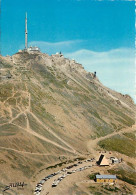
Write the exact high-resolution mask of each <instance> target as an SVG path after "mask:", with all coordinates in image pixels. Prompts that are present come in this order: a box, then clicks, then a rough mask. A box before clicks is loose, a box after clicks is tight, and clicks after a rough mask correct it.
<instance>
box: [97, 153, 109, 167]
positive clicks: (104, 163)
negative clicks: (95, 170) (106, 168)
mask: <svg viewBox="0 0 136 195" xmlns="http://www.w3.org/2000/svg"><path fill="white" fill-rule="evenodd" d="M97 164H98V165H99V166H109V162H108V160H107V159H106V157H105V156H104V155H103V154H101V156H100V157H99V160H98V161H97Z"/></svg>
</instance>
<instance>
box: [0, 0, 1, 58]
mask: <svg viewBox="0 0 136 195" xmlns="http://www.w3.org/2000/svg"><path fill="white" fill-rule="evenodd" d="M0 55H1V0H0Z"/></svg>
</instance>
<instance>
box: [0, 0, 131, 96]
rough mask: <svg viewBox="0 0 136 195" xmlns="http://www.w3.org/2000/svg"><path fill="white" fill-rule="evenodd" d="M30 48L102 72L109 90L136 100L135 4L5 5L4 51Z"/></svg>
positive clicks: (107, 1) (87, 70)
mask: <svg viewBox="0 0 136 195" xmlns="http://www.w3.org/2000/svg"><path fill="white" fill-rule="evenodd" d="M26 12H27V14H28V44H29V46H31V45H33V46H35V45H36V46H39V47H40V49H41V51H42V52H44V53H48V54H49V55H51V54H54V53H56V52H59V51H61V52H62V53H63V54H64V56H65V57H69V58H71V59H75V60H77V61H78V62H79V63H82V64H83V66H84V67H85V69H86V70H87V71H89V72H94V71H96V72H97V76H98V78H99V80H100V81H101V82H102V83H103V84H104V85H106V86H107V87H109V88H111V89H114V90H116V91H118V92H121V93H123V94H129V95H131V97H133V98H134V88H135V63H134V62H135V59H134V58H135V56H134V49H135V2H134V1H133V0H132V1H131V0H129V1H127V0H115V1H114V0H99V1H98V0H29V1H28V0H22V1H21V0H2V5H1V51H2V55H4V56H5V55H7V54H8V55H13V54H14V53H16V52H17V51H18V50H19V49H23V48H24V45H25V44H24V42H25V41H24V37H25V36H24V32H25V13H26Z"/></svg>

*-*-*

• _PROBLEM_: Give the number of lines in the listing that contain the word "rough", leaving out all other words.

• _COMPLETED TASK_: 2